═════ Information supplied

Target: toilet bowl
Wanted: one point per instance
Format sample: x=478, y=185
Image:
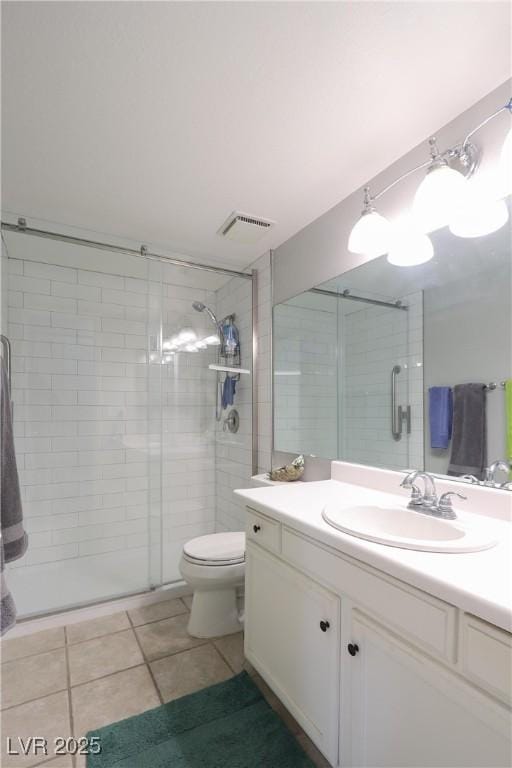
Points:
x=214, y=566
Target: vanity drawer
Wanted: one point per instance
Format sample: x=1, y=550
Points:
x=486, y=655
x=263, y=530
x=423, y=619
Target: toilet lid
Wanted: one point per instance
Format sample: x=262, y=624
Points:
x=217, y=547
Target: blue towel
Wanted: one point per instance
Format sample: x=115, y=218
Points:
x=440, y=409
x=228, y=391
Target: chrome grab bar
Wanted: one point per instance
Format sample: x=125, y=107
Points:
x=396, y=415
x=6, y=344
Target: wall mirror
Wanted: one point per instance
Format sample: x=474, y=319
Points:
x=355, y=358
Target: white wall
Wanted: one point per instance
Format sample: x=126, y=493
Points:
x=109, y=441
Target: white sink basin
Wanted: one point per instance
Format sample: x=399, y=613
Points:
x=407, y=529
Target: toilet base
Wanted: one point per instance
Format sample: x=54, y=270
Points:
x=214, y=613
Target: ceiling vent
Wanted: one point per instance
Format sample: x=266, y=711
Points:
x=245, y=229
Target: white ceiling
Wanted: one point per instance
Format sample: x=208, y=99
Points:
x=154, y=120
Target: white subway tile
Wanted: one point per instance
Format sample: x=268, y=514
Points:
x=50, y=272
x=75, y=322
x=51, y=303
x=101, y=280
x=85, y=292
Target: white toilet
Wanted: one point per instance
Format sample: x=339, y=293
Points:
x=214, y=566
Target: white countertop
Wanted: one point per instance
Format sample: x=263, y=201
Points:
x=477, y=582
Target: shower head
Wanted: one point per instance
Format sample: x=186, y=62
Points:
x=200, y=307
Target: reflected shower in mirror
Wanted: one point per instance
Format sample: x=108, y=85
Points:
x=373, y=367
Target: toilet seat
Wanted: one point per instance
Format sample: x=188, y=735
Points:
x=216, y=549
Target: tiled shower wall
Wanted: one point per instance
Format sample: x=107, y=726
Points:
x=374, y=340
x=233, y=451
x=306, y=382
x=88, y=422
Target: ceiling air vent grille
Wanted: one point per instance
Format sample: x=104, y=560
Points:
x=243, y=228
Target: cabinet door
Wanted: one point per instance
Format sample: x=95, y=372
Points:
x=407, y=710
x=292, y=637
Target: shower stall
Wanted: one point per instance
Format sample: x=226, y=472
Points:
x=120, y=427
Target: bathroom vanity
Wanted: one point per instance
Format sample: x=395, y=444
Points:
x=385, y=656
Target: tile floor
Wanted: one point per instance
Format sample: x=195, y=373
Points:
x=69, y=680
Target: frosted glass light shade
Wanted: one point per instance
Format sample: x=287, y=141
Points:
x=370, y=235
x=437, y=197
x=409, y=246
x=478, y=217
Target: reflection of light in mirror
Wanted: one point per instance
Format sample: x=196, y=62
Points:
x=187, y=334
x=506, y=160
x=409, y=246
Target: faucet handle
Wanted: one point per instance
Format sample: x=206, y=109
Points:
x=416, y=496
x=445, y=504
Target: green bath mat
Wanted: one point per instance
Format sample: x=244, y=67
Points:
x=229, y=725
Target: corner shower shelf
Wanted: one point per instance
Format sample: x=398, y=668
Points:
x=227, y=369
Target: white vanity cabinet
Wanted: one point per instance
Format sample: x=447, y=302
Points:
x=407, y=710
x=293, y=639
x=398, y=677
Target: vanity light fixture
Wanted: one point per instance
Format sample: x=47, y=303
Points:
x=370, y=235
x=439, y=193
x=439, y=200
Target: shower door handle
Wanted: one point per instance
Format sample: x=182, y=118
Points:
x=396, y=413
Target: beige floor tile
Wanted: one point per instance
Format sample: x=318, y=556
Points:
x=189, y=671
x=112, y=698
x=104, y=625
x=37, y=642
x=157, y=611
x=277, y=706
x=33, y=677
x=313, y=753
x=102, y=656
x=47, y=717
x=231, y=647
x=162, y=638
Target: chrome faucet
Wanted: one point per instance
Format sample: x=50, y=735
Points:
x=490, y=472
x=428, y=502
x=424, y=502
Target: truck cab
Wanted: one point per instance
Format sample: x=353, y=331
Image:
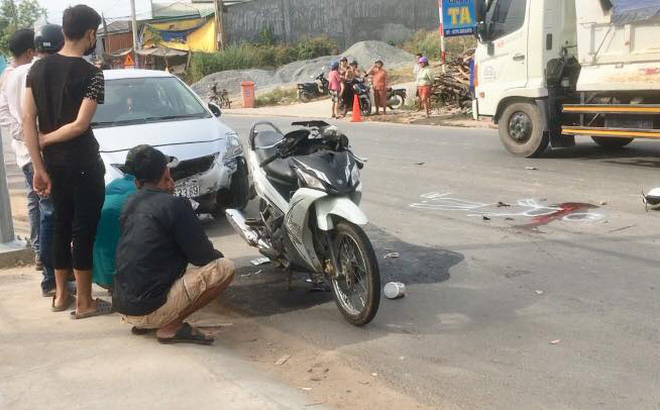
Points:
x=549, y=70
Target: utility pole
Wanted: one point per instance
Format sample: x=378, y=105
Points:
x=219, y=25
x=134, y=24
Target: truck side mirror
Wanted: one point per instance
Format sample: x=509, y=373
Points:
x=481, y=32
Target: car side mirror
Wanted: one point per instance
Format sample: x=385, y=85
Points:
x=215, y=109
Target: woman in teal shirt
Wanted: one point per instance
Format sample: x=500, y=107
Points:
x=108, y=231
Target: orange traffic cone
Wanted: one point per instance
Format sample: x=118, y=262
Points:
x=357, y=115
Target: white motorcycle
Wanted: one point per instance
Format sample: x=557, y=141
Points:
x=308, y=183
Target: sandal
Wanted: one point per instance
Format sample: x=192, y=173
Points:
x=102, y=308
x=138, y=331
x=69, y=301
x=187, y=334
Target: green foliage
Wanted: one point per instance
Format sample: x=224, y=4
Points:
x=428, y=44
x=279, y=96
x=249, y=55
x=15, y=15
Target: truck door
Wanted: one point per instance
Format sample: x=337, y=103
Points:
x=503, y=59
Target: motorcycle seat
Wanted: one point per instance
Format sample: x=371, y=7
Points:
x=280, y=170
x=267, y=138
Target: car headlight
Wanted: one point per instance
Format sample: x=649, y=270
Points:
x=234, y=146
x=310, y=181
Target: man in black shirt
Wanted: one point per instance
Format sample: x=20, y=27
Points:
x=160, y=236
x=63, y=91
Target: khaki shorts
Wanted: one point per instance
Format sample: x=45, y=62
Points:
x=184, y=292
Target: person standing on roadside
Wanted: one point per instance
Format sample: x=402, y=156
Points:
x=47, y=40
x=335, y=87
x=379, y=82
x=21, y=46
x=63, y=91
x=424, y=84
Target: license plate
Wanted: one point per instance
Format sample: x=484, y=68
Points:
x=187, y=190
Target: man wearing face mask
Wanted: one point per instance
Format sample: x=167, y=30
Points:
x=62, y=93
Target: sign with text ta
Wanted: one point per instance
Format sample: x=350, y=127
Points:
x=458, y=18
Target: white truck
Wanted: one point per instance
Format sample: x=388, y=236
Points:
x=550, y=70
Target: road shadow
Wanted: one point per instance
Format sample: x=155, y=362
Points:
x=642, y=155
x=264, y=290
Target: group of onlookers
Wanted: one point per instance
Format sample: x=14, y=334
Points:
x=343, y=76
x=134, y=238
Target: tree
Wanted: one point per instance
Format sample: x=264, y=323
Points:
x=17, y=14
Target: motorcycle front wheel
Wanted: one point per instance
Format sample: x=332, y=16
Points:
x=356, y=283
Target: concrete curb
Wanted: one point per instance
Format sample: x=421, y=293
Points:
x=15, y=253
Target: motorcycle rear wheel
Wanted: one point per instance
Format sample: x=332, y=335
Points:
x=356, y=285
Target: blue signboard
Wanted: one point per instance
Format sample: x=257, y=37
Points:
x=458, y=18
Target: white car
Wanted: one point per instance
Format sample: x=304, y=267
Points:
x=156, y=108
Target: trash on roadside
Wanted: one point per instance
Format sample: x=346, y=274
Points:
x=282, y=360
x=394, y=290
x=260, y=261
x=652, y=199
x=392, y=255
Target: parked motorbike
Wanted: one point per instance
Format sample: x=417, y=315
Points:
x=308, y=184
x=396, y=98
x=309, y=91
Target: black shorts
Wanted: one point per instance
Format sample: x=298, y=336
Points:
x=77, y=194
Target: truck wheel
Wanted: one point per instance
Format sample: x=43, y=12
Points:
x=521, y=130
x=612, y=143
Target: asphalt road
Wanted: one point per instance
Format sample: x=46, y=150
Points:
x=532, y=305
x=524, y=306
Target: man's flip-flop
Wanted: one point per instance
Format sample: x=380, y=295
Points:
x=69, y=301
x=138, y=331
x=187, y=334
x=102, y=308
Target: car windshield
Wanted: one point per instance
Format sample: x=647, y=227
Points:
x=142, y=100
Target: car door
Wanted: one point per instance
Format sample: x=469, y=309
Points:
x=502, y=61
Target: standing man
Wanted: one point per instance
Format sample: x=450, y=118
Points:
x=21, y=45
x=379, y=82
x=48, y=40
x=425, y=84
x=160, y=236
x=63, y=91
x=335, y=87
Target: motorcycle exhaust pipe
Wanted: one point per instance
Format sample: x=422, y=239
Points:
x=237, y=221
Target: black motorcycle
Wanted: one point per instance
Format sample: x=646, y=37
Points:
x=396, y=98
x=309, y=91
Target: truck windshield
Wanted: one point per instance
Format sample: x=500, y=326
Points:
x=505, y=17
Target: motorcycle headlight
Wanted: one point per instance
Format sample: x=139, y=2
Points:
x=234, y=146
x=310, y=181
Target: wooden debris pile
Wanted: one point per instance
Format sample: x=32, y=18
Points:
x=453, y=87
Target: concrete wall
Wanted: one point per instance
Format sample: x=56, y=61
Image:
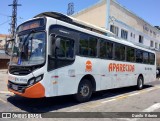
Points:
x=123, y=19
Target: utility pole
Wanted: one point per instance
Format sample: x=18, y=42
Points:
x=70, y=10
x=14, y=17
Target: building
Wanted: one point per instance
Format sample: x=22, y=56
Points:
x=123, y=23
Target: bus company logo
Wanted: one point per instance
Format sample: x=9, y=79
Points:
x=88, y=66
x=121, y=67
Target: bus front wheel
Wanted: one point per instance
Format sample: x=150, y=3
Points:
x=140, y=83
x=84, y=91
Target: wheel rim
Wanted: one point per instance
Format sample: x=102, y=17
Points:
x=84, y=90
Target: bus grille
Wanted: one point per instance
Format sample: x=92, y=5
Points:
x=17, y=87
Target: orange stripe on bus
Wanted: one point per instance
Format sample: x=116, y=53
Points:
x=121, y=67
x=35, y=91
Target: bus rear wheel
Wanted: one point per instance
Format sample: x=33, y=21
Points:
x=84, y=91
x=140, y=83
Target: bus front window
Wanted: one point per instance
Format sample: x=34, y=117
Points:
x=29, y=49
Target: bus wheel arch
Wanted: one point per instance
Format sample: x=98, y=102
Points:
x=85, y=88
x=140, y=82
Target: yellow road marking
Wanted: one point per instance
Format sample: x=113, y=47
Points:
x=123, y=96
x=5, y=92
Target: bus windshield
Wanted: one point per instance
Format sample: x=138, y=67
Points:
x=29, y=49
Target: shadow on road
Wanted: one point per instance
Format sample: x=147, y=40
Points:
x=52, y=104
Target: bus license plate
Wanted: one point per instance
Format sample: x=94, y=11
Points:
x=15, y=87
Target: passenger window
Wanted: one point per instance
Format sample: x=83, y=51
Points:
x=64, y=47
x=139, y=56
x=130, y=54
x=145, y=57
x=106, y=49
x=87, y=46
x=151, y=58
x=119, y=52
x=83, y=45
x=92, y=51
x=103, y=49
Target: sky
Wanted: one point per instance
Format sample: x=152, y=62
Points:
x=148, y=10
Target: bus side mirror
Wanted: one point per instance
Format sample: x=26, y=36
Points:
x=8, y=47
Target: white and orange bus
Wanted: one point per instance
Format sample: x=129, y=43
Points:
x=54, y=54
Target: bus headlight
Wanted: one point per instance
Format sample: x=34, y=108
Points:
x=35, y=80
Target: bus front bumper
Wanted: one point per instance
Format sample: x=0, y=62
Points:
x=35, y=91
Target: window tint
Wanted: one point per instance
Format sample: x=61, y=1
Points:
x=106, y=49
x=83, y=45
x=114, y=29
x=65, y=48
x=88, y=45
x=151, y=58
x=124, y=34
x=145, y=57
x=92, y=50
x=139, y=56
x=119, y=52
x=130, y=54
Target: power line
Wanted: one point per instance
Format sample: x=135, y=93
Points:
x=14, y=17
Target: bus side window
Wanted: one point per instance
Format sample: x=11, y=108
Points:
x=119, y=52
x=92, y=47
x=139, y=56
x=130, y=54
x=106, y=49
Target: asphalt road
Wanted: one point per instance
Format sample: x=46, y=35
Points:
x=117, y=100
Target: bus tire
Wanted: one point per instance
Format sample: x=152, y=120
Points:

══════════

- The exercise -
Can you give the rows from the line with "Target: tiled shower wall" to the line with "x=398, y=677" again, replacing "Format sample" with "Coordinate format" and changing nothing else?

- Task output -
Target: tiled shower wall
Wanted: one point per instance
Coordinate format: x=107, y=726
Points:
x=374, y=340
x=233, y=451
x=306, y=382
x=88, y=422
Target: ceiling air vent grille
Wanted: one point per instance
Coordinate format: x=104, y=560
Points:
x=243, y=228
Target: cabinet door
Wanted: one point per instance
Coordinate format: x=95, y=372
Points:
x=407, y=710
x=292, y=637
Target: shower stall
Wanted: one point per instance
Coordinate format: x=226, y=472
Points:
x=120, y=427
Target: bathroom vanity
Wanted: one point per instance
Coordinate format: x=395, y=444
Points:
x=385, y=656
Target: tile floor
Wanted: one point per instance
Coordinate format: x=195, y=373
Points:
x=69, y=680
Target: frosted glass light shade
Wanted: one point per instance
Coordinate format: x=287, y=141
Points:
x=370, y=235
x=437, y=197
x=409, y=246
x=478, y=217
Target: reflection of light in mirror
Wanted: one point per instance
Coordinate format: x=196, y=62
Points:
x=187, y=334
x=506, y=160
x=409, y=246
Target: faucet handle
Wanted: one point per instance
Coordinate format: x=206, y=109
Points:
x=416, y=496
x=445, y=504
Target: green bath mat
Wanted: one point per instance
Coordinate format: x=244, y=67
Points:
x=229, y=725
Target: corner shower shelf
Wanted: one point per instance
Coordinate format: x=398, y=668
Points:
x=227, y=369
Target: white vanity cabinet
Wanted: one point per instance
Coordinate format: x=447, y=302
Points:
x=407, y=710
x=293, y=639
x=398, y=677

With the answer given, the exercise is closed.